BEGIN PASSAGE TO READ
Changjiang Nuclear Power Plant () is a nuclear power plant in Tangxing Village of Haiwei Township, Changjiang Li Autonomous County in the province of Hainan.  It is the first power plant of its kind in the province.

History
Construction of the first phase of the plant which consists of two reactors was approved by the National Development and Reform Commission in July 2008. Site works began in December 2008 and the first concrete was poured at the first unit on 25 April 2010.  The plant was built by China National Nuclear Corporation and China Huaneng Group.
Unit 1 was connected to the electricity grid on 7 November 2015 and is commercially operating starting on 25 December 2015.

In July 2019 China National Nuclear Corporation announced it would start building a demonstration ACP100 small modular reactor on the north-west side of the site by the end of the year.

Technical features
The plant will be built in two phases, both consisting of two CNP-600 pressurized water reactors, with a capacity of 650 MW each. The first unit was connected to the grid November 7, 2015 and second unit June 20, 2016. More than 70% of the equipment was planned to be indigenously made.
END PASSAGE TO READ
BEGIN SUPPLIED INFORMATION
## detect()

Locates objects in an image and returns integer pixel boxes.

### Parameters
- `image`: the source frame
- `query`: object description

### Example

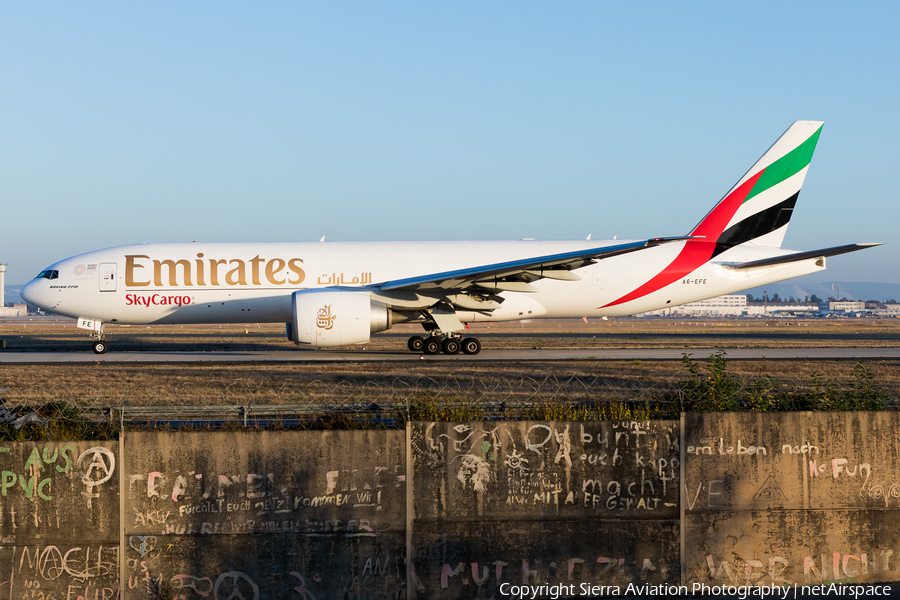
END SUPPLIED INFORMATION
_COMPLETE THE FOLLOWING:_
[a] In the passage on the Changjiang Nuclear Power Plant, recast the paragraph beginning "Construction of the first phase" as a short list that keeps its main facts.
[b] Pick up the passage on the Changjiang Nuclear Power Plant after its final sentence and continue it.
The lines above are separate material and do not belong to the passage on the Changjiang Nuclear Power Plant.

_ANSWERS TO THE TASKS:_
[a]
- July 2008: the National Development and Reform Commission approved the two-reactor first phase.
- December 2008: site works began.
- 25 April 2010: the first concrete was poured at the first unit.
- Builders: China National Nuclear Corporation and China Huaneng Group.

[b]
Second phase
On September 2, 2020, Premier Li Keqiang of the State Council presided over an executive meeting of the State Council. The meeting approved the Hainan Changjiang Nuclear Power Phase II project.
The total planned investment of the project is 39.45 billion yuan. Unit 3 is scheduled to pour the nuclear island's first concrete in August 2020 and will be completed in 2025; Unit 4 is scheduled to pour the nuclear island's first concrete in May 2021 and will be completed in 2026.

Reactor data

Pumped storage hydroelectricity
The 600 MW Hainan Qiongzhong pumped-storage hydroelectric plant helps to balance the nuclear plant by absorbing nighttime production and generating electricity during the day.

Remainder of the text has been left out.